===== ENTRIES PROVIDED
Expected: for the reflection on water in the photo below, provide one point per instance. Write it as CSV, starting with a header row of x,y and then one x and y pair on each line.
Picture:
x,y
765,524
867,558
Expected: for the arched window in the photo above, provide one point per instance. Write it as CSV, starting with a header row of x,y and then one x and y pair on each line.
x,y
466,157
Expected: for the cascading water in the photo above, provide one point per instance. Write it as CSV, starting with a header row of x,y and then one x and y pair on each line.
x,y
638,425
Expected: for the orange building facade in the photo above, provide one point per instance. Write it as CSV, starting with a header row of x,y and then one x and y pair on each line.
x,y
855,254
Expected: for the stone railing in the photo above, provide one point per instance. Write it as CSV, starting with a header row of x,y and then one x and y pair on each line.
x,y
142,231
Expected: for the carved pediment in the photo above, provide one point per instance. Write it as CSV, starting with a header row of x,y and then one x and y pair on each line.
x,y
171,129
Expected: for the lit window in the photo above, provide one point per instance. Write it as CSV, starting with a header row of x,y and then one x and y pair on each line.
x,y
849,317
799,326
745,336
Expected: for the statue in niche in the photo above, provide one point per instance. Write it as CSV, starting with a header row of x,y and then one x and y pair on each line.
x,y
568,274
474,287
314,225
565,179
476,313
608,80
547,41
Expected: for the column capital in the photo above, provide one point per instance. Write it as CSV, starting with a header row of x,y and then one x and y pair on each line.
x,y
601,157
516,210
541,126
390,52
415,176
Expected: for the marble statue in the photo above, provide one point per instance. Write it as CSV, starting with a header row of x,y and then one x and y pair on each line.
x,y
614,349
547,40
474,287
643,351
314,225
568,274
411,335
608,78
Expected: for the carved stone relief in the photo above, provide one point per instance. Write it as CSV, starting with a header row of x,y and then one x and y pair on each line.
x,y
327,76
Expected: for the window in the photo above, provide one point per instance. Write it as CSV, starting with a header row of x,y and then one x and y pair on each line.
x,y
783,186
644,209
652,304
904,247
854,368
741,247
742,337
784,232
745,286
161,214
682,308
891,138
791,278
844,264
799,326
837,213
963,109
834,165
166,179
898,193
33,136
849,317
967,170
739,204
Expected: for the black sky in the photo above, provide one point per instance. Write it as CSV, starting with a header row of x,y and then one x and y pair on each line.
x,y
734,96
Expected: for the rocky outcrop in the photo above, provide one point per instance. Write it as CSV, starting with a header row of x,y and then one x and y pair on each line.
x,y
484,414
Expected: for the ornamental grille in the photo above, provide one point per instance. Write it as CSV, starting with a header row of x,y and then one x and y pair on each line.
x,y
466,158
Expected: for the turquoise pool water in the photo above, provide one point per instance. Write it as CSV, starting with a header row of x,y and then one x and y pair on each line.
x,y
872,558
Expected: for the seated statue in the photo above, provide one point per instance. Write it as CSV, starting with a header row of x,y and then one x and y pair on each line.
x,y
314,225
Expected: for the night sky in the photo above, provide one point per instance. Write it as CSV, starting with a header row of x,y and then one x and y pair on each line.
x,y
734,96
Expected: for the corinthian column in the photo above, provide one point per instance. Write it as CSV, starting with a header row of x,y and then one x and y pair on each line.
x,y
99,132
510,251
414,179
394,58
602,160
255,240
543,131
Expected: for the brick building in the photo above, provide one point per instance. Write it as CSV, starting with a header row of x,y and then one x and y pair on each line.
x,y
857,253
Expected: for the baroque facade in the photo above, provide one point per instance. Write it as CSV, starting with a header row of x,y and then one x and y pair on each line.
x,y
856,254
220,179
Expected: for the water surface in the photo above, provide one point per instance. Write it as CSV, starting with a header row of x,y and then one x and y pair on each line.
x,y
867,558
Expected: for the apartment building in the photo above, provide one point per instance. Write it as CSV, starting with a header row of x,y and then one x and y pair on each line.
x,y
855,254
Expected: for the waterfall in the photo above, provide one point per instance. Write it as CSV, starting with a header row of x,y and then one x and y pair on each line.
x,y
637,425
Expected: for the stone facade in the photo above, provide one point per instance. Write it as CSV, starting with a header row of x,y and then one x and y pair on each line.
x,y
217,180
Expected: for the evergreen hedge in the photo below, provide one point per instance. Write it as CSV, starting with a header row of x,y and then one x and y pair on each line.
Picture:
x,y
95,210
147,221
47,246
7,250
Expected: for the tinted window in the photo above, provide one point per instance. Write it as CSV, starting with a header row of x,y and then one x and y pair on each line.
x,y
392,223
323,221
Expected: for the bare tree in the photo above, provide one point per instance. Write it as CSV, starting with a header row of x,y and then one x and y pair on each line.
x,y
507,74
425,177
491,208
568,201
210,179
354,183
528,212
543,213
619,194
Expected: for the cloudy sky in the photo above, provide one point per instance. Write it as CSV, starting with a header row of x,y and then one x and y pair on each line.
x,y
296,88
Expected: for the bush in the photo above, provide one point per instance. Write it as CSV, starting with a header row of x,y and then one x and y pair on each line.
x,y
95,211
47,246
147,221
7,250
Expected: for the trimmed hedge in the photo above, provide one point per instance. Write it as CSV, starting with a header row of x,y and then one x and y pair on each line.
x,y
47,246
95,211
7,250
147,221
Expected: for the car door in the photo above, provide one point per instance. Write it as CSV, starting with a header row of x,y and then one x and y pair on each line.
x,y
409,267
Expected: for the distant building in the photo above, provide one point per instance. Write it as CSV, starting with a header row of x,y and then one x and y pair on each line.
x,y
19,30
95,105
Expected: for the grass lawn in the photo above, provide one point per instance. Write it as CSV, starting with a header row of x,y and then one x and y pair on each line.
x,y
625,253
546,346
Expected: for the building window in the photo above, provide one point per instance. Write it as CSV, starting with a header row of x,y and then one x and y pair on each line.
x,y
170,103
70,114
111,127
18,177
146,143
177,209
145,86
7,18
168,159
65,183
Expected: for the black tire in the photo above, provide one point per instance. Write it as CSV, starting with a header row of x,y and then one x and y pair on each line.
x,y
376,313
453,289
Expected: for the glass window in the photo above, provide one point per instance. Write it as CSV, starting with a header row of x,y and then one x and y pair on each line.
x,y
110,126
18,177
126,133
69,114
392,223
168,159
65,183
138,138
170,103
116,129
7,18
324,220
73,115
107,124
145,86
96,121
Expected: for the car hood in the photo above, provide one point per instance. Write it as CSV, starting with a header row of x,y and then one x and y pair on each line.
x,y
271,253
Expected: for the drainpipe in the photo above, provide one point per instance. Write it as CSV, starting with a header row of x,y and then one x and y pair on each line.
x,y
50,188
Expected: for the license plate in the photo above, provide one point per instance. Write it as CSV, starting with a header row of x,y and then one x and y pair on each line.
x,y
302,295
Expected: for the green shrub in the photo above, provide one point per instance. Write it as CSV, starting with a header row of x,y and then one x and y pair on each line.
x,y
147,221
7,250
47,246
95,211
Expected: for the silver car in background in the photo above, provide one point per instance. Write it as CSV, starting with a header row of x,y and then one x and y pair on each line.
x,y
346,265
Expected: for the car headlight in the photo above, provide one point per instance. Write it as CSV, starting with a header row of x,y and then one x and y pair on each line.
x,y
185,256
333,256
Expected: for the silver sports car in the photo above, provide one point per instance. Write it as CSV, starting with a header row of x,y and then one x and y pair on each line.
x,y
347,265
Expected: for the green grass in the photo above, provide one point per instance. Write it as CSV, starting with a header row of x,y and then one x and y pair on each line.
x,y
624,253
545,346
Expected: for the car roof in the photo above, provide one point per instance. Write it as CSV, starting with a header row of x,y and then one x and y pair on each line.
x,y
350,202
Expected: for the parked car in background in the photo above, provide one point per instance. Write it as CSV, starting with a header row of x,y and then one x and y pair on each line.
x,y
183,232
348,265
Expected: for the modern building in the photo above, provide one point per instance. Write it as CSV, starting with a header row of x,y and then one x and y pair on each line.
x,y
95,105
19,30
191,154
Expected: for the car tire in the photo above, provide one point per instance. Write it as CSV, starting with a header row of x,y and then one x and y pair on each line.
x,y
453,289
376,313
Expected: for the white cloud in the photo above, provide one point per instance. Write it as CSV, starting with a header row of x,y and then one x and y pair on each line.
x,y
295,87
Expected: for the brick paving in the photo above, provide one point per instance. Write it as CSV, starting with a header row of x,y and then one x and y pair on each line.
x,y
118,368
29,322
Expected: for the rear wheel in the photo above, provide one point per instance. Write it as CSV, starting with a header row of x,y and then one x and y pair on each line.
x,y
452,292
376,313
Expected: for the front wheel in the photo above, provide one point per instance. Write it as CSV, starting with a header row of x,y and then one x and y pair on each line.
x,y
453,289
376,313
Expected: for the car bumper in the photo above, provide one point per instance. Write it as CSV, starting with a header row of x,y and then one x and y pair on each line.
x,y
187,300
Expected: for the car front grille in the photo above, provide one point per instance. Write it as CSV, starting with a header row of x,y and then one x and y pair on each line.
==========
- ASSIGNMENT -
Quote only the lines from the line containing "Expected: for the rear" through the end of the entries, keeping the first and the last.

- ANSWER -
Expected: for the rear wheel in the photo above, provide one point per instance. Write it as CSV, starting with a header row of x,y and then one x and y pair on each line.
x,y
452,292
376,313
Expected: for the front wheel in the photo above, provide one point per instance. Write it as CSV, starting with a header row of x,y and then one x and y pair on each line.
x,y
453,289
376,313
Expected: for the car bumper in the photo above, provide one point per instance. Write it as CSV, starting with a header row of x,y and then one x and y pair on each line.
x,y
187,300
Expected: for the car front grille in the photo above, provide one point per instance. Write it as CSV, starting with a header row of x,y and then one x and y pair on each line.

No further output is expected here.